- _Exercise_:
Reproduce the data below verbatim, starting at the line that contains "query | sand dune" and continuing through the final line of the data, and omit the pictures.

○ ○ ○ ○ ○

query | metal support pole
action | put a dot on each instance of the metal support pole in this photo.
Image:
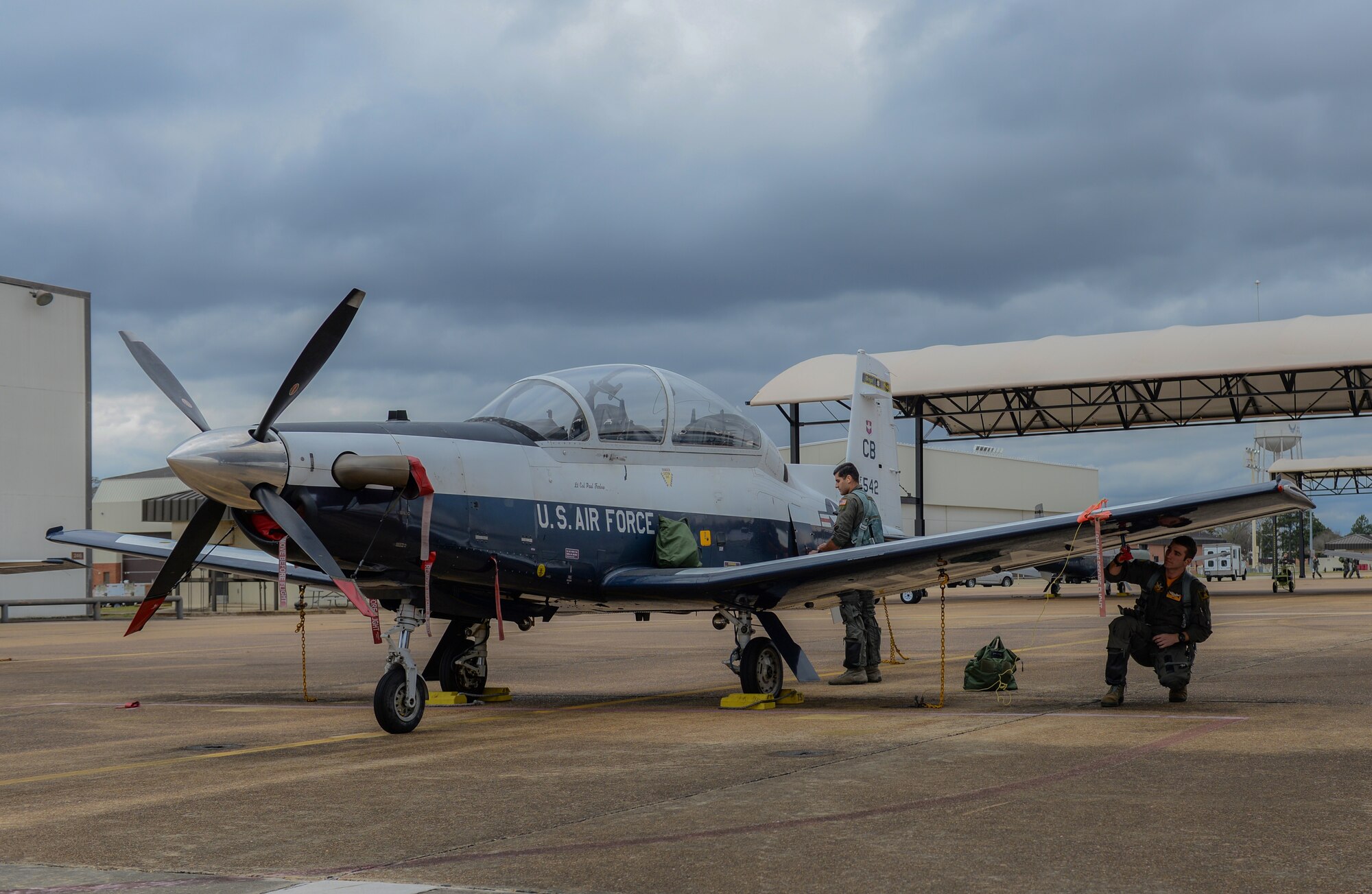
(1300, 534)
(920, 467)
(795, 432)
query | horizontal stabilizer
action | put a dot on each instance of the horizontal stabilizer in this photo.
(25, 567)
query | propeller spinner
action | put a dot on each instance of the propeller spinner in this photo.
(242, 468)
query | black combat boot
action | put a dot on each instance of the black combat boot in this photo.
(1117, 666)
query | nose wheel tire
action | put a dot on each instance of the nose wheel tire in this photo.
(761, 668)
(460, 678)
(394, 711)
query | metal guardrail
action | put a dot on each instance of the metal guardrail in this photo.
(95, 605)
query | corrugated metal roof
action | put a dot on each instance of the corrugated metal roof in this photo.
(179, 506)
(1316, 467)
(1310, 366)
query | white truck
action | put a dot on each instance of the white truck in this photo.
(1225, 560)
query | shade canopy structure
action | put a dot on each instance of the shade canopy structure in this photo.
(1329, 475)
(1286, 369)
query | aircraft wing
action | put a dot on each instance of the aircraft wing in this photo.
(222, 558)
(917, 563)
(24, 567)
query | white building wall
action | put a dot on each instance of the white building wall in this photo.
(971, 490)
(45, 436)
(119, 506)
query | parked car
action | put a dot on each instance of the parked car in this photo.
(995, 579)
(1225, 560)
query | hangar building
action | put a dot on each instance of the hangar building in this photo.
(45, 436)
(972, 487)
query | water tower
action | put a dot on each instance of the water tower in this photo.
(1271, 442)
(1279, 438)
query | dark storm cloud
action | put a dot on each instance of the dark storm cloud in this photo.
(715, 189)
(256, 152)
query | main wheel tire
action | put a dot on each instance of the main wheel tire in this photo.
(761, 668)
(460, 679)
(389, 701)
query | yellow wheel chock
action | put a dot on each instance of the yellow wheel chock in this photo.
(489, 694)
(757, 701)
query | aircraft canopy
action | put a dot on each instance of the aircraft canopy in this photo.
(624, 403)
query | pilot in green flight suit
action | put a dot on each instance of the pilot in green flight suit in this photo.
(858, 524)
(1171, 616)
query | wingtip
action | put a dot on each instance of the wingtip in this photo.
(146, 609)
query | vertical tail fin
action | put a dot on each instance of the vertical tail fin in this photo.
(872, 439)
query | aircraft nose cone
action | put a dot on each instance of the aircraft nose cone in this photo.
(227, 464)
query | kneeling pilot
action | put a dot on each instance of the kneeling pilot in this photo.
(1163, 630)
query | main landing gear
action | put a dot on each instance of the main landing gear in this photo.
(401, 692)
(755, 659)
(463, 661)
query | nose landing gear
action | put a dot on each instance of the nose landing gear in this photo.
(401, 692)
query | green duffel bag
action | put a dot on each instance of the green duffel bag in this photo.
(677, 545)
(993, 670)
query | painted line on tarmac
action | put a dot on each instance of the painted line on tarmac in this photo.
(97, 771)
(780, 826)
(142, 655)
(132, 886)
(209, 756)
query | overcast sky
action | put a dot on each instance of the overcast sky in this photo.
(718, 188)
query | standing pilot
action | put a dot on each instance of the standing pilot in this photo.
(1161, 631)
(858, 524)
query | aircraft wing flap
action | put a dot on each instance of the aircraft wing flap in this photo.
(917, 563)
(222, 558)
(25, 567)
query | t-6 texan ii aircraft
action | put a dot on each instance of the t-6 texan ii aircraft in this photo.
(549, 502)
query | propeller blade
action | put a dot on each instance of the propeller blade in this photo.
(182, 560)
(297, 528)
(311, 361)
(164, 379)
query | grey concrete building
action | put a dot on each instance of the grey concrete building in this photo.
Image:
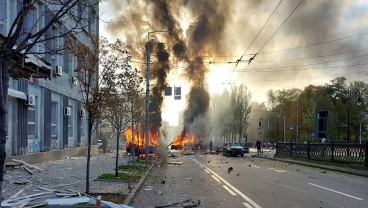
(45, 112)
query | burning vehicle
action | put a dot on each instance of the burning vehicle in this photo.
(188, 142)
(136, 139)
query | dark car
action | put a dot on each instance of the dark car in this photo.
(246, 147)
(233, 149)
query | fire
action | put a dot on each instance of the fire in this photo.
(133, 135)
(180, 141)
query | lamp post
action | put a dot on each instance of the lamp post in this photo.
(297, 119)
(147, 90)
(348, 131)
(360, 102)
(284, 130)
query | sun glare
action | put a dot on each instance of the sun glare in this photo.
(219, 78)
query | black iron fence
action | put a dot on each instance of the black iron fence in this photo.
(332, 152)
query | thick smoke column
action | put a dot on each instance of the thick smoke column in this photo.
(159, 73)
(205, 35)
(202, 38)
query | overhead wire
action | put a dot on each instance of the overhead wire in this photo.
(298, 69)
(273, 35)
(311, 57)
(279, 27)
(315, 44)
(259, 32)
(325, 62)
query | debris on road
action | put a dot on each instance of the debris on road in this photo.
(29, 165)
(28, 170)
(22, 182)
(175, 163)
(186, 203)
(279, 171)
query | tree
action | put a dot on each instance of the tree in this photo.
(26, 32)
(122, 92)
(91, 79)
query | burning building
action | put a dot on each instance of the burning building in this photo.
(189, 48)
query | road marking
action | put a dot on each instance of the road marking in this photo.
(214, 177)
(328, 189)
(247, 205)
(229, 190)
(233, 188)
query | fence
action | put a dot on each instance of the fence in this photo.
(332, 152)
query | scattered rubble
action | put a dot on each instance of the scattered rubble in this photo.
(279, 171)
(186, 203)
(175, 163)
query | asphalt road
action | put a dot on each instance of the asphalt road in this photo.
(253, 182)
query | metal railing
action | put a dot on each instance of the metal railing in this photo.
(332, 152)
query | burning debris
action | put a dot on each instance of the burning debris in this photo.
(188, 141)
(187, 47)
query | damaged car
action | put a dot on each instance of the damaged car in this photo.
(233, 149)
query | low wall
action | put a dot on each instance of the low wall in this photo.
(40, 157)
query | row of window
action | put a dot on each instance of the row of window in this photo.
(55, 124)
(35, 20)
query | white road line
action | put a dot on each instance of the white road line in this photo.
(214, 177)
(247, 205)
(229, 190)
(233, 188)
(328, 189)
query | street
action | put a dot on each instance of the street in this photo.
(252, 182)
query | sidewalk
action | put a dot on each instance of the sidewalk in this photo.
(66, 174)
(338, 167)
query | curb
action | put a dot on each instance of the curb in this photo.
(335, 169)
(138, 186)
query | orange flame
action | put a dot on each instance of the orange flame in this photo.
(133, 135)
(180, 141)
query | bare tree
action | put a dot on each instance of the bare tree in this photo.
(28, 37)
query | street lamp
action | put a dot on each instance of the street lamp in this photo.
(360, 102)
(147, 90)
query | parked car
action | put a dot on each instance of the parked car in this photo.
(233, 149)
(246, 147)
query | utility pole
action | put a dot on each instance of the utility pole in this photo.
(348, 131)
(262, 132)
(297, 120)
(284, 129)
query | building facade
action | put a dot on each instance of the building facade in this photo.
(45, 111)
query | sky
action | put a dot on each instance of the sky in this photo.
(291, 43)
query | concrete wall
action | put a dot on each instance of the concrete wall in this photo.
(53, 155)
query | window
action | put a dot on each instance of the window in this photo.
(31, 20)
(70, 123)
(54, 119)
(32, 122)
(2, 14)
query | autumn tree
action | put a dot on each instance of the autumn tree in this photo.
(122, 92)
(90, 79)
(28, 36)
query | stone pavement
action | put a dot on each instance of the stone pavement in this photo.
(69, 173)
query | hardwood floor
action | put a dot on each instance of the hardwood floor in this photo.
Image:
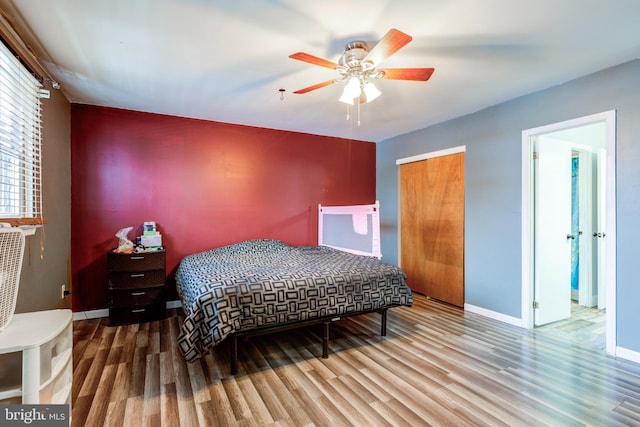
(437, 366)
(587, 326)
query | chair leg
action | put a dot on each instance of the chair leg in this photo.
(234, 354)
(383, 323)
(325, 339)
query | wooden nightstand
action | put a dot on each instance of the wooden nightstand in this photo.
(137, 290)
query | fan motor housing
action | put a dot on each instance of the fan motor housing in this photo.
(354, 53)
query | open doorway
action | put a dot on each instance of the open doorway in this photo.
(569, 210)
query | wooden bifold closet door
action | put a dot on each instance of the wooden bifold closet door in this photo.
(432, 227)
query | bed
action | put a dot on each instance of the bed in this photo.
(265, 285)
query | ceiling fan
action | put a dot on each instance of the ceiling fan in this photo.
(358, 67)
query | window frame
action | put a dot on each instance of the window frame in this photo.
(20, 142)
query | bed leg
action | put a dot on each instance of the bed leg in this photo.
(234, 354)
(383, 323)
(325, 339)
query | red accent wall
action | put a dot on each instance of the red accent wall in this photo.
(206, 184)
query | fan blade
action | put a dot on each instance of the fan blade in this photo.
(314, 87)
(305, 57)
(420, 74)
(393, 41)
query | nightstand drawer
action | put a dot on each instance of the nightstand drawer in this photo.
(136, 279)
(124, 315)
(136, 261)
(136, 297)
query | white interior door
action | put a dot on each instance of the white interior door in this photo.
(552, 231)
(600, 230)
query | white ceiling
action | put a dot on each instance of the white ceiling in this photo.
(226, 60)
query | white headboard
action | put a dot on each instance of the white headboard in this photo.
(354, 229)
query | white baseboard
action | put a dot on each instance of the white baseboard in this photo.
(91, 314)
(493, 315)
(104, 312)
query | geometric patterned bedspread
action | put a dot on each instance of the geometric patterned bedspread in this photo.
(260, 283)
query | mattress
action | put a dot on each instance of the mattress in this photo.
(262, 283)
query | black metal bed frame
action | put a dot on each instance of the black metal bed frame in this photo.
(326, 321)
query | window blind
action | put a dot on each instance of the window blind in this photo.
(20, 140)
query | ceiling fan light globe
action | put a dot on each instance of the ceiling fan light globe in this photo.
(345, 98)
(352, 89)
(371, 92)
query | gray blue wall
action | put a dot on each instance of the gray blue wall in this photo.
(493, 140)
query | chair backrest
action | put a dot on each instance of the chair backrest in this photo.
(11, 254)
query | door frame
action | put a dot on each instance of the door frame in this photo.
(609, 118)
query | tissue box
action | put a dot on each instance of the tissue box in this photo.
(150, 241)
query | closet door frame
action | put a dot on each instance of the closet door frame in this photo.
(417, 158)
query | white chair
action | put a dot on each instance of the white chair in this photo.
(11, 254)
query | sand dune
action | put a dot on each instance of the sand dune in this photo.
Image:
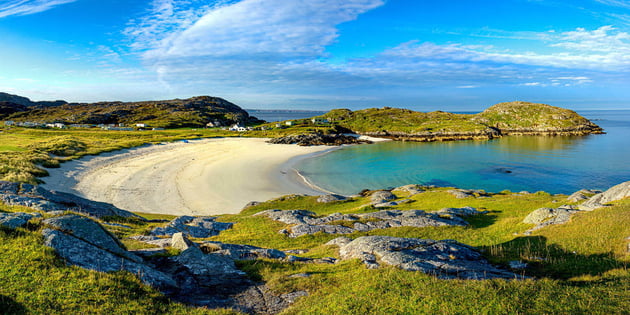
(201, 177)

○ ○ ○ ○ ○

- _The completed task_:
query | sand dune
action | put a dot on each instance of the sand dune in this photo.
Image:
(201, 177)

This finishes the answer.